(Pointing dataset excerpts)
◆ ◆ ◆ ◆
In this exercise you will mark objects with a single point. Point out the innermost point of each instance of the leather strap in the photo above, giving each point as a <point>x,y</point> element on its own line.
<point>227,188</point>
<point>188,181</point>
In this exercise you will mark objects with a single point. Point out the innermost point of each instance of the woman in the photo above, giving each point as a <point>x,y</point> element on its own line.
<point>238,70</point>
◆ ◆ ◆ ◆
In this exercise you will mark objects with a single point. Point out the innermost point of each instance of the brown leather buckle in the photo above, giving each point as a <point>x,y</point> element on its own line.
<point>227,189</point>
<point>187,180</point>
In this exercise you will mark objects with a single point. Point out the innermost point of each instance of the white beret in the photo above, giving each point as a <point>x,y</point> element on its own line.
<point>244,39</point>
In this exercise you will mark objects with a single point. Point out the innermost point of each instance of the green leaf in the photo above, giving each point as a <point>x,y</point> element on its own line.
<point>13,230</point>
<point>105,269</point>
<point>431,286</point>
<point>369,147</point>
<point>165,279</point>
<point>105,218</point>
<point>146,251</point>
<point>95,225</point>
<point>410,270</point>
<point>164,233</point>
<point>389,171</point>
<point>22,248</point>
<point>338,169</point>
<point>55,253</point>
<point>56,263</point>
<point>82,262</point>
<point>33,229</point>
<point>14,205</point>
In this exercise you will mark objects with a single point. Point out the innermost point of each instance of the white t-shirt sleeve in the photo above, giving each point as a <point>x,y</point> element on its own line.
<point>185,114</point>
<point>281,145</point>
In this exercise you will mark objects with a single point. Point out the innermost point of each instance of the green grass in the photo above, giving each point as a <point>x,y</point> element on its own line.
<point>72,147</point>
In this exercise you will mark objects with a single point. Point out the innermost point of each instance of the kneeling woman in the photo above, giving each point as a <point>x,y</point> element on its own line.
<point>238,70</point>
◆ ◆ ◆ ◆
Turn the entries above into a Markdown table with the columns No. and Line, starting at the line containing "the green leaf" and ending at the line containing "<point>55,253</point>". Include only those lines, both ends included, and skip any blank lines.

| No. | Line |
|---|---|
| 1 | In this exercise you will mark objects with a single point. Point out the innermost point of each instance of the green leaf in the photo above, giving each point as a <point>x,y</point> element on its own line. |
| 2 | <point>13,230</point> |
| 3 | <point>105,269</point> |
| 4 | <point>431,286</point> |
| 5 | <point>369,147</point> |
| 6 | <point>165,279</point> |
| 7 | <point>105,218</point> |
| 8 | <point>146,251</point> |
| 9 | <point>95,225</point> |
| 10 | <point>410,270</point> |
| 11 | <point>164,233</point> |
| 12 | <point>389,171</point> |
| 13 | <point>22,248</point> |
| 14 | <point>338,169</point> |
| 15 | <point>55,253</point> |